• Exercise brief:
In the rows below, count how many lines contain the string "shelf". Give only the number.
+++ Raw records +++
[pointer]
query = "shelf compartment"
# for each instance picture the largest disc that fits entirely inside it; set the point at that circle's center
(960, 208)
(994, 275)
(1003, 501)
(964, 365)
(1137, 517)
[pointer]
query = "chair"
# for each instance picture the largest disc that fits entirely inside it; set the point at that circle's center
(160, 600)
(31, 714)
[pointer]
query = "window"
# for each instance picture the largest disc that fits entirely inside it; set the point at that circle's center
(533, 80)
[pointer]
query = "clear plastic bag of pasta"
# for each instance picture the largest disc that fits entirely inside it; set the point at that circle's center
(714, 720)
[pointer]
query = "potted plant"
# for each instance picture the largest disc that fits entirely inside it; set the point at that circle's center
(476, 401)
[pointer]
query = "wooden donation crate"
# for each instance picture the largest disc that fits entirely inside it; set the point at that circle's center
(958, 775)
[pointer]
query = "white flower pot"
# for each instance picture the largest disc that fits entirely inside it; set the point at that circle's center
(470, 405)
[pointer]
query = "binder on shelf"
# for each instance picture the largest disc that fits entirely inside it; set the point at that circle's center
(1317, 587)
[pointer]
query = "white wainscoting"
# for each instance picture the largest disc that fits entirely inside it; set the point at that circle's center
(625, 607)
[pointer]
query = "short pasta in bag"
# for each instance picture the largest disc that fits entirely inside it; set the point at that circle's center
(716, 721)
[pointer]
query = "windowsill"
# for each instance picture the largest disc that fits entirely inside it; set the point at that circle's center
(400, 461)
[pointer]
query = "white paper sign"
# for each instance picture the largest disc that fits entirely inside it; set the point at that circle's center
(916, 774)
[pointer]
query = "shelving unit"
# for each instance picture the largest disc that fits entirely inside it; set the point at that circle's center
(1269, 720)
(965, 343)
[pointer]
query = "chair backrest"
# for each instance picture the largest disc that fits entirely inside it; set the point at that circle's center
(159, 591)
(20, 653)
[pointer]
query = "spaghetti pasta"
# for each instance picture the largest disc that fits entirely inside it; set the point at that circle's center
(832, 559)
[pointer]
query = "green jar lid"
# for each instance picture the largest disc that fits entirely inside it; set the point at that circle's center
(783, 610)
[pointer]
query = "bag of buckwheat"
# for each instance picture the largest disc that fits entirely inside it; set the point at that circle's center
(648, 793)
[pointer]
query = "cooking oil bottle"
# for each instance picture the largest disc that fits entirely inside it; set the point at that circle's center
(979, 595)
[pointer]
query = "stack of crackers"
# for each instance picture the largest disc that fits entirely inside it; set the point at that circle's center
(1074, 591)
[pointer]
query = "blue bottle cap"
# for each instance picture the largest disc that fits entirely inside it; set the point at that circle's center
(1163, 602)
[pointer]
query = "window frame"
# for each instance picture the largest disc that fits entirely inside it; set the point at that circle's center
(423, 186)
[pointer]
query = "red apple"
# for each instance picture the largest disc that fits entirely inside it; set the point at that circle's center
+++
• The result:
2